• [Source document]:
* * * *

Todd Zywicki, a law professor at George Mason University:  From http://online.barrons.com/article/SB126843815871861303.html#articleTabs_panel_article=2
 

In George Romero’s 1968 independent horror classic, The Night of the Living Dead, the protagonists are trapped in a farm house by zombies, dead bodies which have come back to life and are trying to devour the living. Some governments around the world are starting to act like Romero’s zombies, desperately seeking revenue even if it means devouring their healthy neighbours. Greece’s fiscal crisis, which has produced demands for an EU bailout despite years of Greek governments’ Madoff-esque financial fraud to conceal their repeated violations of EU budget rules, is currently the worst, but Greece is not alone in the depth of its fiscal crisis.
 
In the UK, the expected January surplus – which appears because a large chunk of UK corporate and income tax revenue typically arrives that month – didn’t appear, replaced by a £4 billion deficit for the month. To put that in perspective, the UK government ran a £5 billion surplus for January 2009, hardly the best year of the past decade. To make up the unexpected January deficit, Britain borrowed £4.3 billion rather than repaying £2.8 billion as economists had forecast – a £7.1 billion gap! Indeed, Britain’s deficit now rivals that of Greece. Current forecasts are for an overall British 2010 deficit of £178 billion.
 
The UK’s budget woes stem from both increased spending and collapsing tax revenues. Income and corporation tax revenues were down this past year compared to 2009 by almost £6 billion while VAT receipts were up primarily because the rate climbed to 17.5 per cent. The pain is not limited to HM Treasury – local governments in Britain are feeling the squeeze as well, with revenues dropping just as recession-related expenditures soar. A recent survey by The Independent suggested that 20,000 positions were in line to be axed by British local governments.

* * * *

Summarize the commentary on government fiscal crises in two sentences. Draw only on the text for your work.

[Coordinate annotation records]

* * * *

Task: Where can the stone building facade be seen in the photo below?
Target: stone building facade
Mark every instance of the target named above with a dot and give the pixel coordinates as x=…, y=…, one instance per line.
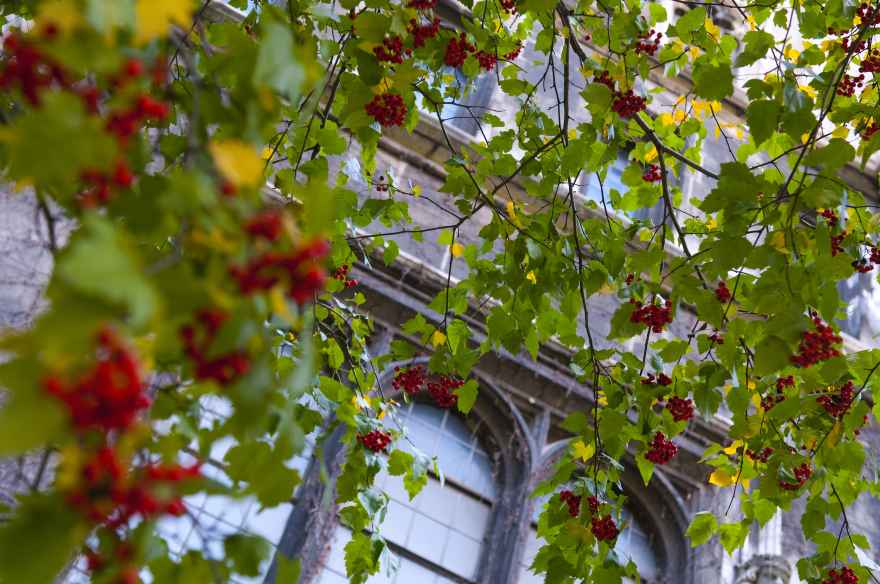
x=476, y=526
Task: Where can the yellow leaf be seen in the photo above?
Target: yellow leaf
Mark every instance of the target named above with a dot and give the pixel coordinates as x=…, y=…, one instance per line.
x=840, y=132
x=808, y=90
x=583, y=451
x=711, y=28
x=753, y=25
x=777, y=241
x=511, y=212
x=731, y=450
x=237, y=161
x=279, y=305
x=722, y=478
x=155, y=16
x=64, y=14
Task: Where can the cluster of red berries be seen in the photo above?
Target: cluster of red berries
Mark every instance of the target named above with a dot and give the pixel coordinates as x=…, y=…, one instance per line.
x=837, y=404
x=29, y=69
x=652, y=174
x=381, y=185
x=508, y=6
x=783, y=382
x=830, y=216
x=442, y=390
x=649, y=42
x=661, y=379
x=858, y=47
x=681, y=409
x=299, y=269
x=487, y=60
x=391, y=50
x=126, y=123
x=843, y=576
x=627, y=104
x=862, y=265
x=722, y=292
x=409, y=380
x=605, y=79
x=388, y=109
x=341, y=274
x=100, y=186
x=802, y=474
x=662, y=449
x=604, y=528
x=818, y=345
x=869, y=15
x=769, y=401
x=837, y=243
x=848, y=84
x=375, y=440
x=421, y=33
x=109, y=494
x=267, y=225
x=224, y=369
x=762, y=455
x=573, y=501
x=871, y=63
x=108, y=397
x=457, y=50
x=512, y=55
x=653, y=316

* * * *

• [Answer to the problem]:
Some governments are starting to act like zombies, desperately seeking revenue, and Greece's fiscal crisis is currently the worst but not the only one of such depth. In the UK, an expected January surplus turned into a £4 billion deficit as spending rose and tax revenues collapsed, while local governments also feel the squeeze, with a survey suggesting 20,000 positions are in line to be axed.